→ **Given exercise**
Name every individual person mentioned by name in the piece below about Rachel Reeves's Autumn Budget.

** begin Source **

Reeves’s Budget was like the office whip-round nobody could quite avoid
Rachel-speak is now a language of evasion and inventive obfuscation, writes Anne McElvoy. But we all know what she meant when she said we should all ‘make a contribution’ – and now we know just how deep we’ll have to dig to keep the country afloat

Rachel Reeves entered the Commons on a job-saving mission, starting with her own. The Autumn Budget is one of the showbiz events of the Westminster year – a mixture of mojo, magic accounting and the undodgeable trade-offs of tax, spending and borrowing.
It was also a day when she had a personal ghost to exorcise – the memory of her personal meltdown this summer, as her welfare reform plans were eviscerated by Labour backbenchers and her misery was on display. One advantage beckoned today. Someone in SW1 was having a worse Wednesday than she was: namely Richard Hughes, the head of the Office for Budget Responsibility (OBR), whose team had managed to leak the Budget an hour before delivery, in an as-yet unwritten episode of The Thick of It.
Reeves was wearing one of those tie-neck blouses only ever seen in shops for female City board members, her hair and makeup also setting her up for battle mode. As a comeback vibe, it was not as exciting as her supporters had hoped, but not as shaky as her detractors had predicted either. She had a couple of zingers aimed at Nigel Farage and the Conservatives but, still, no one ever died of dramatic overexcitement listening to The Rachel Show.
The OBR blunder, however, offered the chance to do what the chancellor does well, which is to look and sound cross in the way Labour has of permanent annoyance at other people’s frailties while unaware of its own. The leak was “deeply disappointing” and a “serious error”, she rapped. Thank goodness nothing ever goes wrong in the leaking of muddled messaging from No 11.

** end Source **
** begin Material provided **

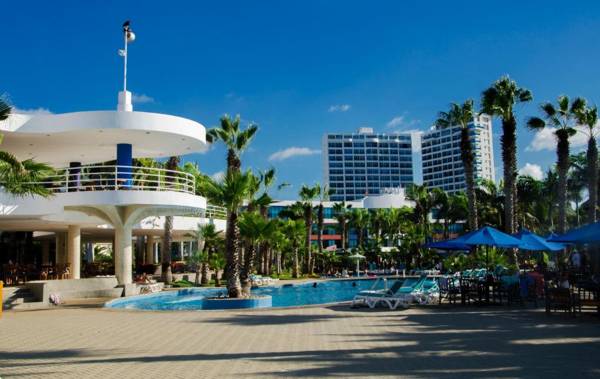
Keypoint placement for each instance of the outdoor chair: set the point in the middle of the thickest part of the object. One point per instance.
(561, 299)
(448, 289)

** end Material provided **

→ **Solution**
Rachel Reeves, Anne McElvoy, Richard Hughes, Nigel Farage